AIM:
All of the data that follows should be retyped exactly, please, except the pictures.

EXTRACTED MATERIAL:
• • • •

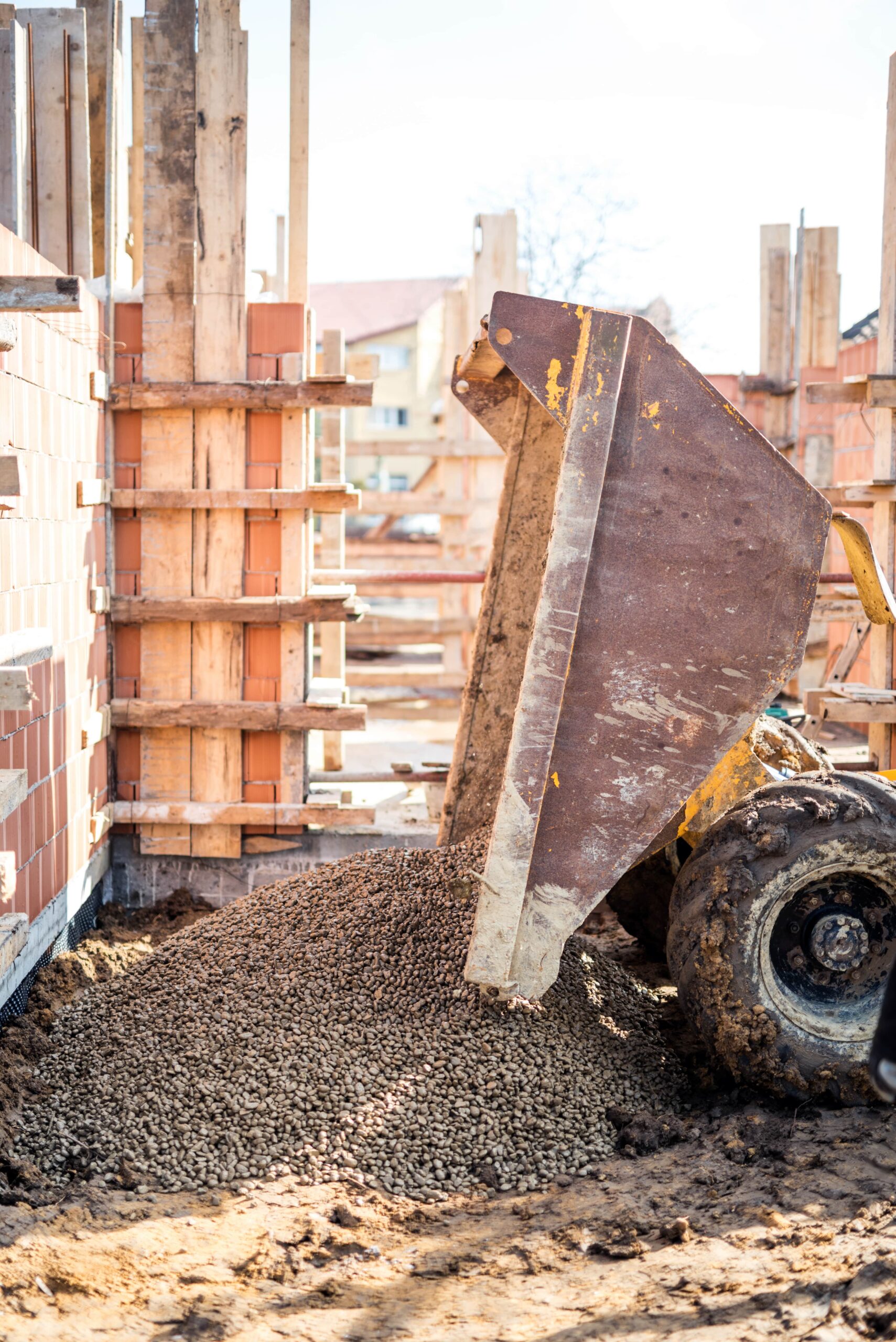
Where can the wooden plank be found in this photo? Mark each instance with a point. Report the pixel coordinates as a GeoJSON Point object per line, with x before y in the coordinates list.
{"type": "Point", "coordinates": [26, 647]}
{"type": "Point", "coordinates": [299, 73]}
{"type": "Point", "coordinates": [434, 447]}
{"type": "Point", "coordinates": [99, 39]}
{"type": "Point", "coordinates": [167, 451]}
{"type": "Point", "coordinates": [882, 391]}
{"type": "Point", "coordinates": [839, 608]}
{"type": "Point", "coordinates": [136, 154]}
{"type": "Point", "coordinates": [95, 729]}
{"type": "Point", "coordinates": [15, 133]}
{"type": "Point", "coordinates": [63, 224]}
{"type": "Point", "coordinates": [41, 294]}
{"type": "Point", "coordinates": [219, 352]}
{"type": "Point", "coordinates": [243, 716]}
{"type": "Point", "coordinates": [427, 678]}
{"type": "Point", "coordinates": [837, 709]}
{"type": "Point", "coordinates": [455, 475]}
{"type": "Point", "coordinates": [318, 497]}
{"type": "Point", "coordinates": [15, 688]}
{"type": "Point", "coordinates": [407, 504]}
{"type": "Point", "coordinates": [236, 395]}
{"type": "Point", "coordinates": [855, 392]}
{"type": "Point", "coordinates": [14, 789]}
{"type": "Point", "coordinates": [861, 494]}
{"type": "Point", "coordinates": [820, 300]}
{"type": "Point", "coordinates": [774, 322]}
{"type": "Point", "coordinates": [880, 736]}
{"type": "Point", "coordinates": [332, 548]}
{"type": "Point", "coordinates": [239, 814]}
{"type": "Point", "coordinates": [92, 493]}
{"type": "Point", "coordinates": [381, 631]}
{"type": "Point", "coordinates": [247, 610]}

• • • •

CORRECT RESPONSE:
Where can the wooden plank be found in this photo? Mark each instance with a point. Report the pixel coordinates as a GeoJSON Point object per line, with x before y in the coordinates list.
{"type": "Point", "coordinates": [26, 647]}
{"type": "Point", "coordinates": [299, 73]}
{"type": "Point", "coordinates": [434, 447]}
{"type": "Point", "coordinates": [99, 39]}
{"type": "Point", "coordinates": [167, 451]}
{"type": "Point", "coordinates": [882, 391]}
{"type": "Point", "coordinates": [839, 608]}
{"type": "Point", "coordinates": [136, 154]}
{"type": "Point", "coordinates": [95, 729]}
{"type": "Point", "coordinates": [15, 133]}
{"type": "Point", "coordinates": [63, 224]}
{"type": "Point", "coordinates": [41, 294]}
{"type": "Point", "coordinates": [219, 352]}
{"type": "Point", "coordinates": [243, 716]}
{"type": "Point", "coordinates": [427, 678]}
{"type": "Point", "coordinates": [837, 709]}
{"type": "Point", "coordinates": [455, 475]}
{"type": "Point", "coordinates": [318, 497]}
{"type": "Point", "coordinates": [15, 688]}
{"type": "Point", "coordinates": [407, 504]}
{"type": "Point", "coordinates": [236, 395]}
{"type": "Point", "coordinates": [855, 392]}
{"type": "Point", "coordinates": [14, 789]}
{"type": "Point", "coordinates": [861, 494]}
{"type": "Point", "coordinates": [820, 300]}
{"type": "Point", "coordinates": [774, 322]}
{"type": "Point", "coordinates": [880, 736]}
{"type": "Point", "coordinates": [332, 548]}
{"type": "Point", "coordinates": [239, 814]}
{"type": "Point", "coordinates": [92, 493]}
{"type": "Point", "coordinates": [381, 631]}
{"type": "Point", "coordinates": [247, 610]}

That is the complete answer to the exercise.